Problem to work on >> Swap "instance" for "occurrence" throughout the lines below, leaving everything else unchanged.

Dataset >>

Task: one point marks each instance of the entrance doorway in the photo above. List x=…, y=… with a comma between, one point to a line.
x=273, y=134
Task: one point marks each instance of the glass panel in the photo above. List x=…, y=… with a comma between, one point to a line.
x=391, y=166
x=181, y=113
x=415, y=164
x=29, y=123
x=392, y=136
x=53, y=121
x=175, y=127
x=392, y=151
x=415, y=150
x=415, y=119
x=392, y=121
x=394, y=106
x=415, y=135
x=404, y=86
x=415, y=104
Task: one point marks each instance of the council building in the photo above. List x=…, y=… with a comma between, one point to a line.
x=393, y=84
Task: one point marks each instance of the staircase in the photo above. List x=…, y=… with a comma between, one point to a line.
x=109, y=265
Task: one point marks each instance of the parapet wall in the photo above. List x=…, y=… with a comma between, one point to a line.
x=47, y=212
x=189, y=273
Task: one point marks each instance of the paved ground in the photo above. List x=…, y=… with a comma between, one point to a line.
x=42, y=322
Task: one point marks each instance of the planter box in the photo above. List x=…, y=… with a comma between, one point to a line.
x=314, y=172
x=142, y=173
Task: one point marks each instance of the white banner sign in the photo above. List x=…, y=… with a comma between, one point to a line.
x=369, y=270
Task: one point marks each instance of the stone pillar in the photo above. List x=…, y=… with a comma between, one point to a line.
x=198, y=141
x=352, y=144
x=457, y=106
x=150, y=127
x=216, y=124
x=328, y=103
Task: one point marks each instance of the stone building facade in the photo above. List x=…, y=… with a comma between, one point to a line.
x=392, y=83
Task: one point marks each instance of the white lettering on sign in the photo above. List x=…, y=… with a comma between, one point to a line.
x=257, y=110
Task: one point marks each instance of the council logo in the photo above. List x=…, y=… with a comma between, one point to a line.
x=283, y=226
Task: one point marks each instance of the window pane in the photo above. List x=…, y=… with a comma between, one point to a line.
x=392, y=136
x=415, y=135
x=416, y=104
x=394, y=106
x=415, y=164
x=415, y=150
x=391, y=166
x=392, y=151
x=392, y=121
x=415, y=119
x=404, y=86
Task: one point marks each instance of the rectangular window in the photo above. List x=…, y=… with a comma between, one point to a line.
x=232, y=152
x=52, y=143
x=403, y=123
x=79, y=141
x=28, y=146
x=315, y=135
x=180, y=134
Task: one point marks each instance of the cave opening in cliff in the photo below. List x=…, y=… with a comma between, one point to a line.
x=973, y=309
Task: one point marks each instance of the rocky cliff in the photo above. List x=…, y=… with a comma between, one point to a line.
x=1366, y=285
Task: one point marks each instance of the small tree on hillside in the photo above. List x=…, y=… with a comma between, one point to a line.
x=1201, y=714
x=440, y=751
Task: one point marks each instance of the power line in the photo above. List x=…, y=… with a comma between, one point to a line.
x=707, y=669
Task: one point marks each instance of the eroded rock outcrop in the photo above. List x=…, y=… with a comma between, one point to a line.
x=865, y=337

Exercise result >>
Task: one point marks each occurrence of the entrance doorway in the photo above. List x=…, y=… with a comma between, one point to a line.
x=273, y=134
Task: one point marks each occurrence of the glass panel in the photo above. List x=…, y=… with a comma between, one point to a line.
x=391, y=166
x=181, y=113
x=415, y=164
x=29, y=123
x=392, y=136
x=53, y=121
x=175, y=127
x=392, y=151
x=415, y=150
x=415, y=119
x=392, y=121
x=394, y=106
x=415, y=135
x=404, y=86
x=415, y=104
Task: one point marks each occurrence of the council building in the photo above. List x=…, y=… with a comma between, one point to a line.
x=393, y=84
Task: one point marks each occurrence of the staircase in the photo above. List x=…, y=… with a comma between, one point to a line.
x=109, y=265
Task: one point marks each occurrence of the parapet wall in the photo above. List x=…, y=… with a comma between, one point to a line.
x=47, y=212
x=189, y=273
Task: one point marks each occurrence of the paved ground in the photo above. List x=…, y=… with a comma between, one point to a line.
x=42, y=322
Task: one point marks each occurrence of the planter box in the photo above. List x=…, y=… with a comma between, one point to a line.
x=314, y=172
x=142, y=173
Task: one point marks each occurrence of the white banner sign in the photo above. List x=…, y=… with a comma between, one point to a line.
x=369, y=270
Task: one point marks each occurrence of the stone pillar in the photo above. List x=…, y=… with a comma between, one point to a line.
x=198, y=141
x=352, y=144
x=457, y=106
x=150, y=127
x=216, y=124
x=328, y=103
Task: one point marks each occurrence of the stone building facade in the photo above. List x=…, y=… with a comma between, one point to a line.
x=392, y=83
Task: one point marks each occurrence of the white lettering on sign in the photo above. List x=…, y=… with a comma between, one point to a line.
x=257, y=110
Task: one point marks each occurrence of the council logo in the photo above. List x=…, y=… with a comma between, one point to a line.
x=283, y=226
Task: one point marks each occurrence of the window pane in the photo above. List x=…, y=… with a comma between, one point to a line.
x=392, y=136
x=415, y=135
x=416, y=104
x=394, y=106
x=415, y=164
x=415, y=150
x=391, y=166
x=392, y=151
x=392, y=121
x=415, y=119
x=404, y=86
Task: one point marks each occurrence of the rectangular window in the photo above. List x=…, y=… with a comma between, one point to a line.
x=232, y=152
x=52, y=143
x=403, y=123
x=79, y=141
x=28, y=146
x=315, y=135
x=180, y=134
Task: one point marks each occurrence of the cave opening in cliff in the photo below. List x=…, y=… with a comma between, one point to a line.
x=973, y=309
Task: one point marks each occurrence of the rocky cliff in the photo above. List x=…, y=… with a comma between, one point to a line.
x=1366, y=285
Task: one point marks each occurrence of the small tree on hillside in the photo above. List x=…, y=… with a comma between, one point to a line.
x=1201, y=714
x=440, y=751
Task: one point marks each occurrence of the power line in the photo above. List x=…, y=… with a comma between, one point to a line.
x=707, y=669
Task: one point marks each occurrence of the eroded rock outcrop in the photo above. List x=…, y=… with a comma between, one point to a line.
x=865, y=337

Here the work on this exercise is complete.